■ **Instructions for the task**
Starting at the line that contains "Target: black face mask" and ending with the last line of the material, give those lines as a JSON list of strings, one string per line, with blank lines left out.

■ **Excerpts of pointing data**
-- Start --

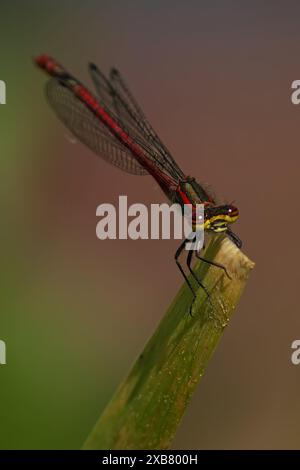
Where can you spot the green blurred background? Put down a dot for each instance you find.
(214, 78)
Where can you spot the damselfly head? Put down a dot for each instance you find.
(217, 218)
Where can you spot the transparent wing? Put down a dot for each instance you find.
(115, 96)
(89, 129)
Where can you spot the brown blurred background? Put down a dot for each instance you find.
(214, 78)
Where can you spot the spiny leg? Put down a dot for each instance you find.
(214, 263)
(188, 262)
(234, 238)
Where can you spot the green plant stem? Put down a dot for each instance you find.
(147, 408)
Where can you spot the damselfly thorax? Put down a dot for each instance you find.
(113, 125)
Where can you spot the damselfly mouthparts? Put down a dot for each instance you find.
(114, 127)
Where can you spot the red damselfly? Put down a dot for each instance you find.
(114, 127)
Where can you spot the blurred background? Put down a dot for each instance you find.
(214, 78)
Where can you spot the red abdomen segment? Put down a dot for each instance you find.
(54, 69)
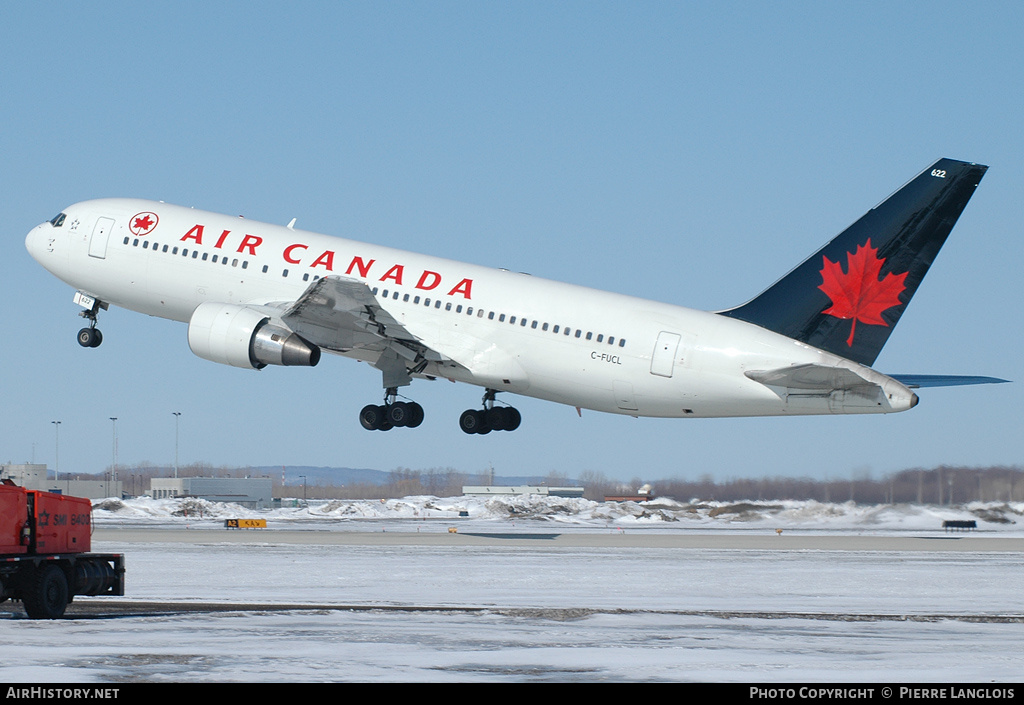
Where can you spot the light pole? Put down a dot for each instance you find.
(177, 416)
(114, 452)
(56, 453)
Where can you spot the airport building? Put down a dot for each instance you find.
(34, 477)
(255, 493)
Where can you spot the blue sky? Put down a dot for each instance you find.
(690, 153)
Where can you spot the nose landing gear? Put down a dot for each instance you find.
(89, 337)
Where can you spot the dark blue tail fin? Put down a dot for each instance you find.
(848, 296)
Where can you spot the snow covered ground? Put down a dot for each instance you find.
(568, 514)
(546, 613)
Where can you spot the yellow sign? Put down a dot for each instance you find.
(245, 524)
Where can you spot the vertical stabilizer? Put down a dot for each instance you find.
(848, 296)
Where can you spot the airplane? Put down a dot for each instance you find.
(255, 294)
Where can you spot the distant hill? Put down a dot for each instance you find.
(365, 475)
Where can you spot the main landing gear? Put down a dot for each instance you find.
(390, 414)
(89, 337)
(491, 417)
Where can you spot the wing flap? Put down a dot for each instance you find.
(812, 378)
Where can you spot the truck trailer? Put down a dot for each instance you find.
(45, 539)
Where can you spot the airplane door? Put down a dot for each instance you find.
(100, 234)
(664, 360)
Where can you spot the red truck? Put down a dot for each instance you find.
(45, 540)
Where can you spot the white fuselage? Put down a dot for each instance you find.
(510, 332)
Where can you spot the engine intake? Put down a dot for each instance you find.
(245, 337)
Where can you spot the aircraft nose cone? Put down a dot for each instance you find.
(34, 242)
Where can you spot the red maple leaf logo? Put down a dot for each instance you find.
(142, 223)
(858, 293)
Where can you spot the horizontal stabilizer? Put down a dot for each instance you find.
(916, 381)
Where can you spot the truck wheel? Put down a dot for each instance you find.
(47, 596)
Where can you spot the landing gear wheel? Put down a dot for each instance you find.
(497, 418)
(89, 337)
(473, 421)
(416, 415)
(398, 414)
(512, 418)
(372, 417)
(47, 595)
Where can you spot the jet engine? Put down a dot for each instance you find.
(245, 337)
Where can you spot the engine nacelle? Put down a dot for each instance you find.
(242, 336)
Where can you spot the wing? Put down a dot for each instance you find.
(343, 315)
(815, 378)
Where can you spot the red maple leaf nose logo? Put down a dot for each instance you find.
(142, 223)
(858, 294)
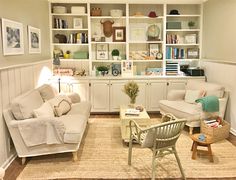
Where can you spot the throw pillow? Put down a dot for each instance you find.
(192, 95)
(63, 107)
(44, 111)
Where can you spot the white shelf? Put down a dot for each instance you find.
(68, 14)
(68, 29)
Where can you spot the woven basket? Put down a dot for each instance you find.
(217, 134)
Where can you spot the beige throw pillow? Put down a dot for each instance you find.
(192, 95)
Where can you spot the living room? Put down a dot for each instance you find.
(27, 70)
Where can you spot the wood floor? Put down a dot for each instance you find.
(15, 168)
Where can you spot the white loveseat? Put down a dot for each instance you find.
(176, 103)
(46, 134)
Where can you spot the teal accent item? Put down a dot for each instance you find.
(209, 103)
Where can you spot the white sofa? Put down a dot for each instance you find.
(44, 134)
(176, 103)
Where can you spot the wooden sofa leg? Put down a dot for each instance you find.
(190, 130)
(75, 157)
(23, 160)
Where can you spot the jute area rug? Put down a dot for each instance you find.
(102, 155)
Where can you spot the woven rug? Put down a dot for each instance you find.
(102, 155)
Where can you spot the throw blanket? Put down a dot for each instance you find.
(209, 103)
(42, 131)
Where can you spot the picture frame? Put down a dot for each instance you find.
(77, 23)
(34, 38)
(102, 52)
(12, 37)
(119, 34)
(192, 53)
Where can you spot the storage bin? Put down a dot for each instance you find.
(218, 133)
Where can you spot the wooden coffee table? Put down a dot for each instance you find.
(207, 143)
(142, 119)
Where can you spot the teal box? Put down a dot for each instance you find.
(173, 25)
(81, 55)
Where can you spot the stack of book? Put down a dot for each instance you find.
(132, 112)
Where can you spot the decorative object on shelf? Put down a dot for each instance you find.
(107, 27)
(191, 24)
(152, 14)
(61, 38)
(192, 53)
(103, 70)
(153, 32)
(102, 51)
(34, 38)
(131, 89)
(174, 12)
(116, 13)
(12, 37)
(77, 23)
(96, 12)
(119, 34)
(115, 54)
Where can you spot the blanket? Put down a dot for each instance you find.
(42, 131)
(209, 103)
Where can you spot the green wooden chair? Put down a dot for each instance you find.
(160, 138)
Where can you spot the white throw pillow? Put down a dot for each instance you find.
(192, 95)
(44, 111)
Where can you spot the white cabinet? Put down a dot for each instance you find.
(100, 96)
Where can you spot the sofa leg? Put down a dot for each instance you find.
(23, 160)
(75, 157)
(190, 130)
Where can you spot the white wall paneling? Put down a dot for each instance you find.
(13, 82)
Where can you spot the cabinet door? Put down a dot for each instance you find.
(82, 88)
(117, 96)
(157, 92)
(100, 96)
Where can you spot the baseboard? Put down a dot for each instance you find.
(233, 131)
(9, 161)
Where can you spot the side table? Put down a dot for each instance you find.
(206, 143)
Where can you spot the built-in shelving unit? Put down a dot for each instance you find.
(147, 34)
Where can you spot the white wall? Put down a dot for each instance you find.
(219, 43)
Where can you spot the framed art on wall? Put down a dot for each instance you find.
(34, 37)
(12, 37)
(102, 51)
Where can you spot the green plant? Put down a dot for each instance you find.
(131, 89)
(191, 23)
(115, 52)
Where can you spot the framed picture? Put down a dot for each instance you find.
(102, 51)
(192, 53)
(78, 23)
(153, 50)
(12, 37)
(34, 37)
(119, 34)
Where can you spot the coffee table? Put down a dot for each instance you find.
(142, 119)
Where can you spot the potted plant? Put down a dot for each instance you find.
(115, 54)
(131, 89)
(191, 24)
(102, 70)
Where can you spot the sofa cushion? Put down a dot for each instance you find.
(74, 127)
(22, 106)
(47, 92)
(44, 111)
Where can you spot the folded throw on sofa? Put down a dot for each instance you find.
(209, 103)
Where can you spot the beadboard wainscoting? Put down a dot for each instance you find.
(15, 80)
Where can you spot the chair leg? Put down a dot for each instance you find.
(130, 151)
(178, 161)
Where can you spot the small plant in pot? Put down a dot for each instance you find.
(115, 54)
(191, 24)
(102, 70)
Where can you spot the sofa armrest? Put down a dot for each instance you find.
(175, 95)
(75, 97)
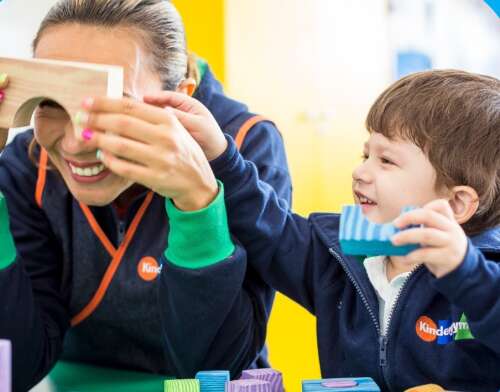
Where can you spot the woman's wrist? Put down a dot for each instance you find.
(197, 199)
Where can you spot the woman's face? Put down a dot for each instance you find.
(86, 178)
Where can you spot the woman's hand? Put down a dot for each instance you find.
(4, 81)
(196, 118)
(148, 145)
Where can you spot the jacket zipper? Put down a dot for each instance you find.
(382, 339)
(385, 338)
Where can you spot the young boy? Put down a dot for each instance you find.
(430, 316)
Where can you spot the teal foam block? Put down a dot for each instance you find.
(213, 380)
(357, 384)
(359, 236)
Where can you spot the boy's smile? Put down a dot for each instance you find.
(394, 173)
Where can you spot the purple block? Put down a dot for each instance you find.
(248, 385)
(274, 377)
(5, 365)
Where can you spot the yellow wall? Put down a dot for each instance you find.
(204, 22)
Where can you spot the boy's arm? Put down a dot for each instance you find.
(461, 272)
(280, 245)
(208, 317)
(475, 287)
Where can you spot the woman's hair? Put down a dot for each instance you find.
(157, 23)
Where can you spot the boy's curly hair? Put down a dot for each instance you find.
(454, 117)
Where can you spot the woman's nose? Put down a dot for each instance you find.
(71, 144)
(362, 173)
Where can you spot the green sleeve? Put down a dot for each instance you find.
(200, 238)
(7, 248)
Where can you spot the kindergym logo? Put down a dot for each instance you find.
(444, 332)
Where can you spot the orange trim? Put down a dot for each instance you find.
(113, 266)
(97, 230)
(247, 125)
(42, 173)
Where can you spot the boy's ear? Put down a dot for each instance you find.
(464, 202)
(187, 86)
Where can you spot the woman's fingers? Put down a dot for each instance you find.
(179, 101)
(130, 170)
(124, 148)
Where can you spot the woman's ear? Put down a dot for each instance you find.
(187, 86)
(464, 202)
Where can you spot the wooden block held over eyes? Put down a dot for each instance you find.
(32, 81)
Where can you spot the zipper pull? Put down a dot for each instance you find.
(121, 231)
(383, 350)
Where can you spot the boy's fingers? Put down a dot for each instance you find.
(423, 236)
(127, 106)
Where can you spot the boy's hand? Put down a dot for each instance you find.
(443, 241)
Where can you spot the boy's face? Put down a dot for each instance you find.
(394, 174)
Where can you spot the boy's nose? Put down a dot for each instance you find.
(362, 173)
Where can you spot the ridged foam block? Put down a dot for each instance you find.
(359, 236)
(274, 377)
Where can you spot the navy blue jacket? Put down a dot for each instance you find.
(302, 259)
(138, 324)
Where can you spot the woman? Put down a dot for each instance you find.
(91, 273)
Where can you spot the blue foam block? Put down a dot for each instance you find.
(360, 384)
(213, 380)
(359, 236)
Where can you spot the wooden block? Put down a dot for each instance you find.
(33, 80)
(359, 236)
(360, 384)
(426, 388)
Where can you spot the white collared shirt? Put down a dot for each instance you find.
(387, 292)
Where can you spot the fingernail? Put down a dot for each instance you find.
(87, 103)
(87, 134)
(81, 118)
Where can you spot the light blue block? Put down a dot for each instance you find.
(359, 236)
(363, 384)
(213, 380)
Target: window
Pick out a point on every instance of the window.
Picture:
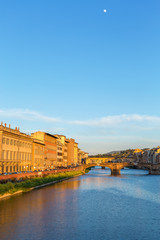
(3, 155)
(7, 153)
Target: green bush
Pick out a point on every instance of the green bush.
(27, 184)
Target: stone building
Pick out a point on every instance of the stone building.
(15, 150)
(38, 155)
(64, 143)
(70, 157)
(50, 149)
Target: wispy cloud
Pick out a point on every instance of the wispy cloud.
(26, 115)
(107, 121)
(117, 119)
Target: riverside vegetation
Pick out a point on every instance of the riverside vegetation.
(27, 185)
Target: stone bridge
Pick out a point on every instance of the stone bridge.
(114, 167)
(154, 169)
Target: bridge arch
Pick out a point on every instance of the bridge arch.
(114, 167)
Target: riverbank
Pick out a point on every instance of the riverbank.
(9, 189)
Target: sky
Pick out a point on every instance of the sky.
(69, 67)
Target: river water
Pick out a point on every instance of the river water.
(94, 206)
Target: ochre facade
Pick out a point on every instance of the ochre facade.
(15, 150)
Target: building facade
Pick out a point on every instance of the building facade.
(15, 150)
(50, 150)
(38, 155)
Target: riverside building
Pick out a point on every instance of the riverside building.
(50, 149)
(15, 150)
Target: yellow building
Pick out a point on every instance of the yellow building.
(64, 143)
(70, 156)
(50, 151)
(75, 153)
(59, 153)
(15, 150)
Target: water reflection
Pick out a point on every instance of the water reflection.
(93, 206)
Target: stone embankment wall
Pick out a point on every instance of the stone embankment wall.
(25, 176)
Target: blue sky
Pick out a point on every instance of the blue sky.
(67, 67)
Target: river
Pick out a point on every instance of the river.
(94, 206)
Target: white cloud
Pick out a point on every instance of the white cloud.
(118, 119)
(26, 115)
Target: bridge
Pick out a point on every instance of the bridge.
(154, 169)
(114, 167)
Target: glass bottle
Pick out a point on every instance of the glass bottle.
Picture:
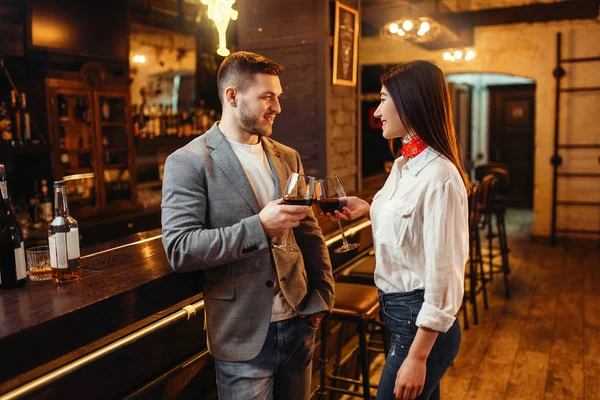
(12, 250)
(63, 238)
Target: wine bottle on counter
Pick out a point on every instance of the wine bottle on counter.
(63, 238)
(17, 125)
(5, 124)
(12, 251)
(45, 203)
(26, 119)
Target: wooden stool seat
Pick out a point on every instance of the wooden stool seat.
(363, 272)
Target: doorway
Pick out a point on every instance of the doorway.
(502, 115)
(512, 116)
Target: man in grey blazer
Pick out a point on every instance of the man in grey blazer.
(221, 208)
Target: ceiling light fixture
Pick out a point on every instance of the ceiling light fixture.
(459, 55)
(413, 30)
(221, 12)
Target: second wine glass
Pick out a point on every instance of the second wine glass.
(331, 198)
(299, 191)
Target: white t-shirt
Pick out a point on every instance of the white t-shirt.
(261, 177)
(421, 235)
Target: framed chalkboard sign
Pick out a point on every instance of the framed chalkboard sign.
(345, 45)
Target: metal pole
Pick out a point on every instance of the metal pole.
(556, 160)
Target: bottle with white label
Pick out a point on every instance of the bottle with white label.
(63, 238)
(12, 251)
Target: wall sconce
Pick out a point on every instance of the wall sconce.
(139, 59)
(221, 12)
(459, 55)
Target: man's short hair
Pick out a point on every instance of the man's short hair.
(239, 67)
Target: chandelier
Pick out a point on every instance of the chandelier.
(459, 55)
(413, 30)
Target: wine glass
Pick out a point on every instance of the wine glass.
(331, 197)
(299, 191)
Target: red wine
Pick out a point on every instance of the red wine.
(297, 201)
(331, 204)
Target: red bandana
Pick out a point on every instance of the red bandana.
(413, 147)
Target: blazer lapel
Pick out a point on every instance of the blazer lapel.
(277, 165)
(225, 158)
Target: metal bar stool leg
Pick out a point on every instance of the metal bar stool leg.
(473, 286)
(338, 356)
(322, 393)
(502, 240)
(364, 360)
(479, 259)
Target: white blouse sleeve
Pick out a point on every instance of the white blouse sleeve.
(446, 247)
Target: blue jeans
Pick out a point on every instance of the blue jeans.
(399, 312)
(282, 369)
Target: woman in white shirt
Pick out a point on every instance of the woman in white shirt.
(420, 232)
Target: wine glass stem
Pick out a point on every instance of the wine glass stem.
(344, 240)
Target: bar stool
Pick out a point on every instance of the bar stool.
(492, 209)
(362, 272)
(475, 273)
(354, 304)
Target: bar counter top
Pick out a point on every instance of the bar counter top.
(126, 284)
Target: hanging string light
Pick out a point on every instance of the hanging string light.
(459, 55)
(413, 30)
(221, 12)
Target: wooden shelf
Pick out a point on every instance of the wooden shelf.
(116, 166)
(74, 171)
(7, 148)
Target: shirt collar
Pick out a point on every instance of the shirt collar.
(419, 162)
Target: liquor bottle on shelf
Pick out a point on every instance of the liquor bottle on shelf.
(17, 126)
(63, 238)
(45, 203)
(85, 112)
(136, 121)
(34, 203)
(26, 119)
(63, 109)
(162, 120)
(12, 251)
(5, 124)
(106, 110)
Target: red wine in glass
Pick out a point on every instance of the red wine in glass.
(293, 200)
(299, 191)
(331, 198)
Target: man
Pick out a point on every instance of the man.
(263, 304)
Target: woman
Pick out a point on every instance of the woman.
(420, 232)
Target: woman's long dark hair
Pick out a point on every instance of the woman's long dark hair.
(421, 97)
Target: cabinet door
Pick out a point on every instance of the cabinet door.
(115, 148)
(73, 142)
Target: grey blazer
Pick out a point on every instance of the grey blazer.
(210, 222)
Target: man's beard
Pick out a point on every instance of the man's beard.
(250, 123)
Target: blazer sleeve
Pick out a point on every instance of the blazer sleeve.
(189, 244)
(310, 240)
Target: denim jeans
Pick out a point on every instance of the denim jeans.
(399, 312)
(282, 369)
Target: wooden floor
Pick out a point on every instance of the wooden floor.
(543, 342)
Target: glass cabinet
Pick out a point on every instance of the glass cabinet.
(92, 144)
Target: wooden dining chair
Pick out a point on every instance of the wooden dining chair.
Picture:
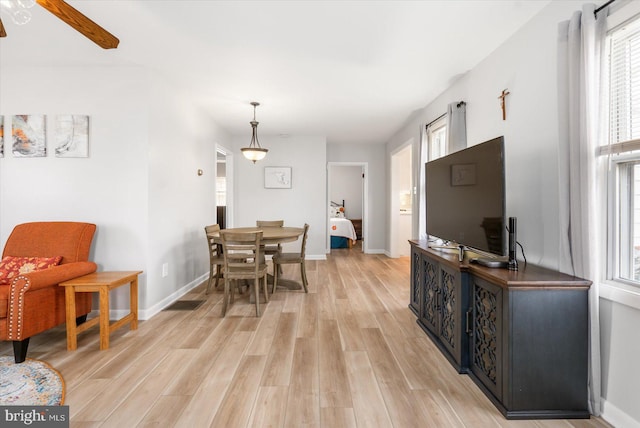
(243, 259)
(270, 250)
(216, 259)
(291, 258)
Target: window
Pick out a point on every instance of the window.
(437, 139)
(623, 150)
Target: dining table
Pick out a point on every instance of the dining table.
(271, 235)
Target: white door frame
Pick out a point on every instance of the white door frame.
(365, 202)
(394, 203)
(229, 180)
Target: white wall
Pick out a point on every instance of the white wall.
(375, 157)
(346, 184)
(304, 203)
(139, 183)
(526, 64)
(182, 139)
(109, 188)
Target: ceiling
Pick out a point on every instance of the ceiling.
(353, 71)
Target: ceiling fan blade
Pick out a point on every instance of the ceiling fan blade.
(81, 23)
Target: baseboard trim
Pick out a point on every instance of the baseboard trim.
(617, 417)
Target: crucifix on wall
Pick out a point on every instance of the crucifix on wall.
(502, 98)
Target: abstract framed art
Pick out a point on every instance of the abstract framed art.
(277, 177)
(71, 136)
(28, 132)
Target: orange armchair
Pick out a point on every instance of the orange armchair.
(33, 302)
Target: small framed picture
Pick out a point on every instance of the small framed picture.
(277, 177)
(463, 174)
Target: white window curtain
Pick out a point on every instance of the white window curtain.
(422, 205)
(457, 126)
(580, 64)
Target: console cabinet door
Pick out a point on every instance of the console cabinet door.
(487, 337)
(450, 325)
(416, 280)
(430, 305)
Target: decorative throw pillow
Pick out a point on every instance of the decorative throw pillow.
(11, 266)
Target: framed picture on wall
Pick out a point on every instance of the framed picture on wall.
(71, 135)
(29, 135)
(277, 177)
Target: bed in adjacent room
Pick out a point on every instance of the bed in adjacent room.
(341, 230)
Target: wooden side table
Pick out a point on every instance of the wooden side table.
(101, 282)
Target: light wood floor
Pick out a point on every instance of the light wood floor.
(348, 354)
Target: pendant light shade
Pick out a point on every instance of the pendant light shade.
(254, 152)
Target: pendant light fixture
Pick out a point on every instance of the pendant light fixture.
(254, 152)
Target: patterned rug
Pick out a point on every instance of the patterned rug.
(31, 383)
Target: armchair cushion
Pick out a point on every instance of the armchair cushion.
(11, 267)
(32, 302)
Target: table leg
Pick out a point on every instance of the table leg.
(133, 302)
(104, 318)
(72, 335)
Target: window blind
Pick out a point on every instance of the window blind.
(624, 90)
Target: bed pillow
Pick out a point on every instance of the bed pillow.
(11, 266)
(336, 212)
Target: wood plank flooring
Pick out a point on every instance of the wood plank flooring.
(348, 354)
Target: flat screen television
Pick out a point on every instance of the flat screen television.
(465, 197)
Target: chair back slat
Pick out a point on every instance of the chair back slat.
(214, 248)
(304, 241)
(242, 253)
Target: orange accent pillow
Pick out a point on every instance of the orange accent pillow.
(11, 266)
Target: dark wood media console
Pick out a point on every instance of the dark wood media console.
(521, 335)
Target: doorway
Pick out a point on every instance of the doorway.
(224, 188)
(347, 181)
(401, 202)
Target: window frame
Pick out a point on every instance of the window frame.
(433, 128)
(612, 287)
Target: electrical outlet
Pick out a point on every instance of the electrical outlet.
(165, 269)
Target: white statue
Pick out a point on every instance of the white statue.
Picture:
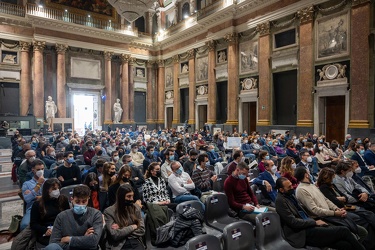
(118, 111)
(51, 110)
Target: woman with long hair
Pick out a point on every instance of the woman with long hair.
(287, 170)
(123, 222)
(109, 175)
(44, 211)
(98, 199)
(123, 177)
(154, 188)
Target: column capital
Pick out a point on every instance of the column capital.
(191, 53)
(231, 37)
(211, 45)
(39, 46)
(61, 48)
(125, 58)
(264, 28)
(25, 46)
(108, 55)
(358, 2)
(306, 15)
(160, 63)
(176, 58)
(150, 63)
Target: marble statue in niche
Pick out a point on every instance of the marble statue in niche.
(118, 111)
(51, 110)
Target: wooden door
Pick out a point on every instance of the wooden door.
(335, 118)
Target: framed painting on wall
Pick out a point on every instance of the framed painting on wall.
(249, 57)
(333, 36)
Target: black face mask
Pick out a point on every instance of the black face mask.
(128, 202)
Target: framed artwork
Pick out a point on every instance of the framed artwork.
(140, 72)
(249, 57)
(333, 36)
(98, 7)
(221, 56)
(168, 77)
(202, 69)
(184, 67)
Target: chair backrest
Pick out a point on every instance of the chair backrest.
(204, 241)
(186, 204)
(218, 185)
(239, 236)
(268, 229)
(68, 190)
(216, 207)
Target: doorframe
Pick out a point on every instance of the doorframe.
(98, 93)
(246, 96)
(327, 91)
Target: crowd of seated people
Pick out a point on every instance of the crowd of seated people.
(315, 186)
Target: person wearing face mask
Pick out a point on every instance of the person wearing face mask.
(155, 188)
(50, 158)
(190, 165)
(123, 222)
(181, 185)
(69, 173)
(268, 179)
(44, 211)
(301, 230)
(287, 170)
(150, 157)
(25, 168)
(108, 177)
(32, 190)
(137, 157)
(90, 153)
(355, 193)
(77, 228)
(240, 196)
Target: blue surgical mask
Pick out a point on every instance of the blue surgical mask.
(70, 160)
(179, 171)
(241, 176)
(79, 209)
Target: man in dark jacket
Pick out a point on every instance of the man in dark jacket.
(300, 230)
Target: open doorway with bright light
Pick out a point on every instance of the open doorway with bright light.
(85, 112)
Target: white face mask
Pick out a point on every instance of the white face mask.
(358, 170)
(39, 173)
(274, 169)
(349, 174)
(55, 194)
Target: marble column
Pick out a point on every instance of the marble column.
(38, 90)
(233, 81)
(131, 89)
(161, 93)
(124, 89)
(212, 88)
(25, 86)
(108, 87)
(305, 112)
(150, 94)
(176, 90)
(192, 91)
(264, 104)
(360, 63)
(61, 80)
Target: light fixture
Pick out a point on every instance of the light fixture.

-- End --

■ **Answer for the task**
[
  "Target: black face mask",
  "Pick out a point on every instance of the black face mask.",
  "(128, 202)",
  "Target: framed artwork",
  "Pick out a point on every instance of the framed artwork.",
  "(140, 72)",
  "(249, 57)",
  "(333, 36)",
  "(98, 7)",
  "(221, 56)",
  "(168, 77)",
  "(202, 69)",
  "(184, 67)",
  "Target: chair backrest",
  "Pick out a point on every instance of the chair backrest.",
  "(204, 241)",
  "(186, 204)",
  "(218, 185)",
  "(239, 236)",
  "(268, 229)",
  "(68, 190)",
  "(216, 207)",
  "Target: doorframe",
  "Pick out a point on every instance of the doorframe.",
  "(98, 93)",
  "(246, 96)",
  "(327, 91)",
  "Target: crowd of seated people",
  "Pick out a point on every instance of the crowd of seated people.",
  "(315, 186)",
  "Target: person wearing face mask",
  "Pick out a point on every instance of the person wearing face mask.",
  "(155, 188)",
  "(50, 158)",
  "(190, 165)",
  "(123, 222)",
  "(181, 185)",
  "(69, 173)",
  "(268, 179)",
  "(44, 211)",
  "(301, 230)",
  "(287, 170)",
  "(150, 157)",
  "(25, 168)",
  "(108, 177)",
  "(32, 190)",
  "(137, 157)",
  "(90, 153)",
  "(355, 193)",
  "(77, 228)",
  "(240, 196)",
  "Target: blue surgical mask",
  "Pick out a point on every instance of the blue surgical mask.",
  "(70, 160)",
  "(179, 171)",
  "(241, 176)",
  "(79, 209)",
  "Target: man in dark jacket",
  "Pick out a point on every instance of the man in dark jacket.",
  "(300, 230)",
  "Target: open doorway with bright light",
  "Pick out a point on every instance of the open doorway with bright light.",
  "(85, 112)",
  "Target: white face mask",
  "Pick out a point on every instance of the white face mask.",
  "(358, 170)",
  "(39, 173)",
  "(274, 169)",
  "(349, 174)",
  "(55, 194)",
  "Target: marble column",
  "Pick out a point on every instance of the marble column.",
  "(38, 90)",
  "(233, 81)",
  "(131, 89)",
  "(161, 93)",
  "(124, 89)",
  "(212, 88)",
  "(25, 86)",
  "(108, 87)",
  "(305, 112)",
  "(150, 94)",
  "(176, 90)",
  "(192, 91)",
  "(264, 104)",
  "(360, 63)",
  "(61, 80)",
  "Target: light fixture",
  "Pick out a point on every instance of the light fixture."
]